» GIVEN INSTRUCTION
Could you quote the stretch of rows below from their very start through the line containing "122,192 -> 170,238", both ends included?

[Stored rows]
+===+
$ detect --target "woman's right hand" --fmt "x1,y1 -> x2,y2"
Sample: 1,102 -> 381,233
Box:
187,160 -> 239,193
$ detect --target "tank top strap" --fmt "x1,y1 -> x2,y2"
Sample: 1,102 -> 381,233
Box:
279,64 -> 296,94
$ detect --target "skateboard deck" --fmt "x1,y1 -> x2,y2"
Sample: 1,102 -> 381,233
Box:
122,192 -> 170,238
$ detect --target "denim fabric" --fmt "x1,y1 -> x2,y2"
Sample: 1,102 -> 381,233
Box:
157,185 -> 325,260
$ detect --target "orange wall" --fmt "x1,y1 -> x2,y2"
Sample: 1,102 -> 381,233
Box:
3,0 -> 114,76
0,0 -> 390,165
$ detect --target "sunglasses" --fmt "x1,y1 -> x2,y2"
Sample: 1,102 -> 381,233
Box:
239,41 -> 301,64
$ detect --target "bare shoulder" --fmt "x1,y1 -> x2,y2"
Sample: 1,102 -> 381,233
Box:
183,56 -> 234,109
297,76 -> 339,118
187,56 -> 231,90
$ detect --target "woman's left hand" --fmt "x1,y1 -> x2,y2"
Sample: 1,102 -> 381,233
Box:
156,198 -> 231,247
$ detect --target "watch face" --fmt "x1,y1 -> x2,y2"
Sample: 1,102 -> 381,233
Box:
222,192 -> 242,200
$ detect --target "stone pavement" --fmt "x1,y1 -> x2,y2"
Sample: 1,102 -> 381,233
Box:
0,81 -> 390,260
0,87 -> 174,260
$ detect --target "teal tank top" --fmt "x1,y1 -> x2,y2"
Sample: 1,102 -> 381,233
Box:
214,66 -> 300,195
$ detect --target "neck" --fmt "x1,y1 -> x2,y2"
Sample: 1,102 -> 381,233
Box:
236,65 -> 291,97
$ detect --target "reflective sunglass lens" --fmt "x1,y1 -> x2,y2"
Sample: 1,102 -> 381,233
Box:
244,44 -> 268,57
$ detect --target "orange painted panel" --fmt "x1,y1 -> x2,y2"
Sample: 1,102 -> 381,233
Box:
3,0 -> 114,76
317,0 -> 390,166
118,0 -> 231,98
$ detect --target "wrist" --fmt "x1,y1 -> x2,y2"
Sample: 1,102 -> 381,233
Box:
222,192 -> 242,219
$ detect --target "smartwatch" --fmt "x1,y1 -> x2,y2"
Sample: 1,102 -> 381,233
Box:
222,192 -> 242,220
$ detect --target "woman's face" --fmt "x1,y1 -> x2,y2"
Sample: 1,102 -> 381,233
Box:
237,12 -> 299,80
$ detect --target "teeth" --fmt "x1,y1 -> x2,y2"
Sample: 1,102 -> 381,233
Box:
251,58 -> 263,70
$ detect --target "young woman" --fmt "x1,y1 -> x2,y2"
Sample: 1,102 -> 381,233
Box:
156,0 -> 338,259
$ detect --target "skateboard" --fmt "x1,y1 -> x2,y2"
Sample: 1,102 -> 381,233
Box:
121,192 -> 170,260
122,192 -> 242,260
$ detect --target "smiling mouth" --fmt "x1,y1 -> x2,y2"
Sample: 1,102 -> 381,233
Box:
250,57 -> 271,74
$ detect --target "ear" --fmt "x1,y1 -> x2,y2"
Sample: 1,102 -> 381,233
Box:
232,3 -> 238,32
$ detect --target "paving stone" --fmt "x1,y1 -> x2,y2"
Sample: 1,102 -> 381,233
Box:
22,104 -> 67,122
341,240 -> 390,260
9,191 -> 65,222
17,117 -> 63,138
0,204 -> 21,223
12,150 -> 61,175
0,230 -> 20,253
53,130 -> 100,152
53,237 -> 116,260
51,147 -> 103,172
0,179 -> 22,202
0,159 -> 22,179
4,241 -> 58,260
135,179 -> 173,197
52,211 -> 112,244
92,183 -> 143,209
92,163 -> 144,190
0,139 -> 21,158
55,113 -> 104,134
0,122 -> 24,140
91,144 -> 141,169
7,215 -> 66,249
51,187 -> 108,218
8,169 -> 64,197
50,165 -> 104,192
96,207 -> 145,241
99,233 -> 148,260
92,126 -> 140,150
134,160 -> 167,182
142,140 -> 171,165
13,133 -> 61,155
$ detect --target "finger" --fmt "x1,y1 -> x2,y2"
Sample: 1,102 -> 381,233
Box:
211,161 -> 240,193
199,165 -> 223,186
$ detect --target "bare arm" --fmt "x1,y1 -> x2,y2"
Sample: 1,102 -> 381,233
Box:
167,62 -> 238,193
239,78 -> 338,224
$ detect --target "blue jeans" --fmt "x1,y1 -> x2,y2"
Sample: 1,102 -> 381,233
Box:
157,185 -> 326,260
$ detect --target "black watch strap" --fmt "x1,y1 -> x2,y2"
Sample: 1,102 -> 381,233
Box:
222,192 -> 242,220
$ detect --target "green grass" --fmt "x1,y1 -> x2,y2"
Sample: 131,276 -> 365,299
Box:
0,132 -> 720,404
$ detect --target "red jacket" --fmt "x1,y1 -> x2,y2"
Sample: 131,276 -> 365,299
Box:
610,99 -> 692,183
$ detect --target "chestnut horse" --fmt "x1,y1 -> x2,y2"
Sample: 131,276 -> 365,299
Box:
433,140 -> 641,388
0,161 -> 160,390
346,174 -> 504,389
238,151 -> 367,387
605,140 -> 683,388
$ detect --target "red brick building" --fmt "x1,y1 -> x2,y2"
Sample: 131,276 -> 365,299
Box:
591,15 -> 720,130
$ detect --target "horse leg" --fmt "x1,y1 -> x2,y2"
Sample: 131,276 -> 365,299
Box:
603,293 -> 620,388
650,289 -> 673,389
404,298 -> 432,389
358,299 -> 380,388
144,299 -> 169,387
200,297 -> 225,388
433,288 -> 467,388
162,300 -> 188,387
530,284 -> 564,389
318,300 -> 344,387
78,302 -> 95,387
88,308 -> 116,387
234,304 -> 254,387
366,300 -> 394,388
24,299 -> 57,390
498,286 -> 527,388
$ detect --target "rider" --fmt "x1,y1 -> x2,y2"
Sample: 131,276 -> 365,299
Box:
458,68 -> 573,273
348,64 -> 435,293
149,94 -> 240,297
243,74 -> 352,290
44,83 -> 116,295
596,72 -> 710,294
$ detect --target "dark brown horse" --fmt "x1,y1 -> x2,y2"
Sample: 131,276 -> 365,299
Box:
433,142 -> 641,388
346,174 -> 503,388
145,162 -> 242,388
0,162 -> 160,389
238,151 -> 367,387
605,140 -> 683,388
+===+
» RESPONSE TO THE TASK
$ detect --target "woman's right hand" --fmt "x1,y1 -> x2,y2"
Sample: 1,102 -> 381,233
Box:
187,160 -> 239,193
$ detect --target "tank top strap" --fmt "x1,y1 -> x2,y2"
Sample: 1,102 -> 381,233
Box:
279,64 -> 296,94
$ detect --target "skateboard deck" --fmt "x1,y1 -> x2,y2"
Sample: 1,102 -> 381,233
Box:
122,192 -> 170,238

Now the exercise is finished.